┏━━

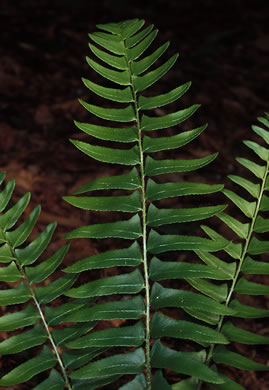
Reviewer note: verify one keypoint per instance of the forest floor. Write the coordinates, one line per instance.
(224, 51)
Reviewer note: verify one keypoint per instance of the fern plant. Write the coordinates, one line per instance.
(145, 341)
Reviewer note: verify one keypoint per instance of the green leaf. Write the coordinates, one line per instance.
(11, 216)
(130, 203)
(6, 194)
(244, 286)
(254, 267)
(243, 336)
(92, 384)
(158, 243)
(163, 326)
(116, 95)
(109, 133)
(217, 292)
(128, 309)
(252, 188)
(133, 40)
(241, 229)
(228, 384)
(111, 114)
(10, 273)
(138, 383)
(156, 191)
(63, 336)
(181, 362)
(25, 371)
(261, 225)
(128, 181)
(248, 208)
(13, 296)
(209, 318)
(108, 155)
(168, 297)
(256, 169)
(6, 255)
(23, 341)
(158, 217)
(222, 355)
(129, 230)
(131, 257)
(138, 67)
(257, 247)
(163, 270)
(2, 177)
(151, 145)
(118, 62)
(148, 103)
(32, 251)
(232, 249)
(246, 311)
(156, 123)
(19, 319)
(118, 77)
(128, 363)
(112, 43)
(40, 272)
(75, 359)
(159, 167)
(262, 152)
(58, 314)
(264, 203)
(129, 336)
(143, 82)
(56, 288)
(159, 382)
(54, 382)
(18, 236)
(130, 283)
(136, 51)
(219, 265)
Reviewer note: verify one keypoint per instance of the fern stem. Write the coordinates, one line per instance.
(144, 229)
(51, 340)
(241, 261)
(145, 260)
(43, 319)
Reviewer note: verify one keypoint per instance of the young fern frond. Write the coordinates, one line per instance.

┗━━
┏━━

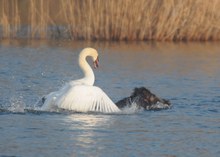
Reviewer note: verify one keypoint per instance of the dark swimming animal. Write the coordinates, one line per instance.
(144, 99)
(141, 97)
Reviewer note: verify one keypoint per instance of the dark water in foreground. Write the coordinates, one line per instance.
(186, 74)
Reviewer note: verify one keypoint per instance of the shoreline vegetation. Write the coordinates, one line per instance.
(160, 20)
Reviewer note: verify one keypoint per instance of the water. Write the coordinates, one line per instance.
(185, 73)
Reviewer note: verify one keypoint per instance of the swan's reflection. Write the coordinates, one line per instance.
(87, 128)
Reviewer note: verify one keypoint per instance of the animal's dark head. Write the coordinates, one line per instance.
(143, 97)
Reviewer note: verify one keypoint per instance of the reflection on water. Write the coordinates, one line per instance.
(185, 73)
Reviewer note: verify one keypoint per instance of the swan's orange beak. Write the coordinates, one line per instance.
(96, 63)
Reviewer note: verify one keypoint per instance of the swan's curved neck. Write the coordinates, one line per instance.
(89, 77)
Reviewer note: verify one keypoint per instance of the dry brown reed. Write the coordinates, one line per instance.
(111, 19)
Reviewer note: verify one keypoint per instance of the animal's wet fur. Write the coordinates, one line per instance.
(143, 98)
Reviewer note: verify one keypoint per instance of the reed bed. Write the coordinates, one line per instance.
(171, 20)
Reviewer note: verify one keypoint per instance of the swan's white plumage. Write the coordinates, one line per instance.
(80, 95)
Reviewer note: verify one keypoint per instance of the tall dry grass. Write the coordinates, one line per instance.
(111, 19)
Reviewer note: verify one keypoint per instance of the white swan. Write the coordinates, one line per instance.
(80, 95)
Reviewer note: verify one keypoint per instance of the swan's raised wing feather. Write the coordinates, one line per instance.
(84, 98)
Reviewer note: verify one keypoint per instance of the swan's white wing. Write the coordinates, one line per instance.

┗━━
┏━━

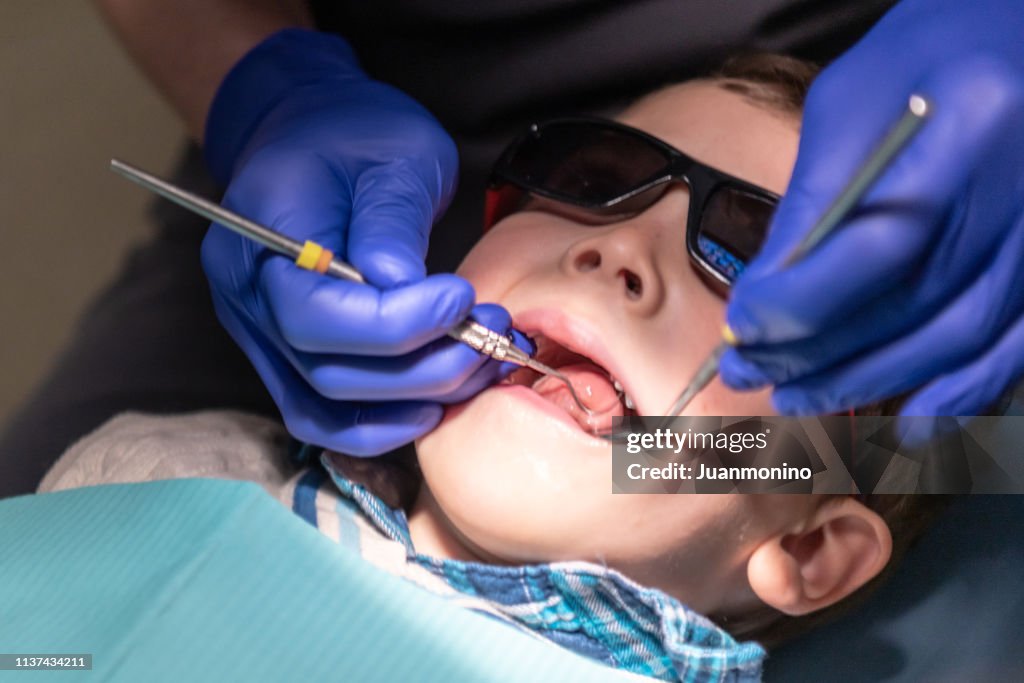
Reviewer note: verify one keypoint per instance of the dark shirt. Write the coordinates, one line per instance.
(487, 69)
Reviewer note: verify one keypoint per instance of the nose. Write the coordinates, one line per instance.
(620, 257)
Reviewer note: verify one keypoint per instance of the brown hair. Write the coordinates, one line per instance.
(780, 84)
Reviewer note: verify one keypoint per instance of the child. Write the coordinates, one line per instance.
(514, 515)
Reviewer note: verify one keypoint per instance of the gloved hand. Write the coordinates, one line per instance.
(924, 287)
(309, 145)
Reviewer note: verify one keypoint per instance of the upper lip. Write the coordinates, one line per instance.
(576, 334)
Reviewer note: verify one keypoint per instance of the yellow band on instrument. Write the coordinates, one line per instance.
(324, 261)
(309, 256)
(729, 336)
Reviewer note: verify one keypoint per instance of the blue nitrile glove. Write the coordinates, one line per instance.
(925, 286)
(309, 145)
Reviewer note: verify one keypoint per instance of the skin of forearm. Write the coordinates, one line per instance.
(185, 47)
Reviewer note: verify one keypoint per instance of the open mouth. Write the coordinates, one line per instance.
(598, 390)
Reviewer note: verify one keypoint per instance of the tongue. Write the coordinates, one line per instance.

┗━━

▶ **WORK ITEM**: Take the line above containing "Reviewer note: verify one keypoint per instance of the forest", the line containing "Reviewer note: verify one keypoint per instance of the young", and all lines in between, and copy them exactly without anything else.

▶ **EXERCISE OUTPUT**:
Reviewer note: verify one keypoint per instance of the forest floor. Write the coordinates, one line per instance.
(224, 51)
Reviewer note: verify one keypoint per instance of the fern plant. Write the coordinates, one line per instance.
(145, 341)
Reviewer note: verify one keypoint per instance of the green leaf. Write the coordinates, one line per instance.
(11, 216)
(130, 203)
(6, 194)
(244, 286)
(254, 267)
(243, 336)
(92, 384)
(158, 243)
(163, 326)
(116, 95)
(109, 133)
(217, 292)
(128, 309)
(252, 188)
(133, 40)
(241, 229)
(228, 384)
(111, 114)
(10, 273)
(138, 383)
(156, 191)
(63, 336)
(181, 362)
(25, 371)
(261, 225)
(128, 181)
(248, 208)
(13, 296)
(209, 318)
(108, 155)
(168, 297)
(256, 169)
(6, 255)
(23, 341)
(158, 217)
(222, 355)
(129, 230)
(131, 257)
(138, 67)
(257, 247)
(163, 270)
(2, 177)
(151, 145)
(118, 62)
(148, 103)
(32, 251)
(232, 249)
(246, 311)
(156, 123)
(19, 319)
(118, 77)
(128, 363)
(112, 43)
(40, 272)
(75, 359)
(159, 167)
(262, 152)
(58, 314)
(264, 203)
(129, 336)
(143, 82)
(56, 288)
(159, 382)
(54, 382)
(18, 236)
(130, 283)
(136, 51)
(219, 265)
Reviewer note: verify one keypoint per instance of the fern stem. Write the coordinates, one line per instance.
(144, 229)
(51, 340)
(241, 261)
(145, 260)
(43, 319)
Reviewer note: verify one keypoint per instance of the young fern frond. Write the coordinates, one line per instance.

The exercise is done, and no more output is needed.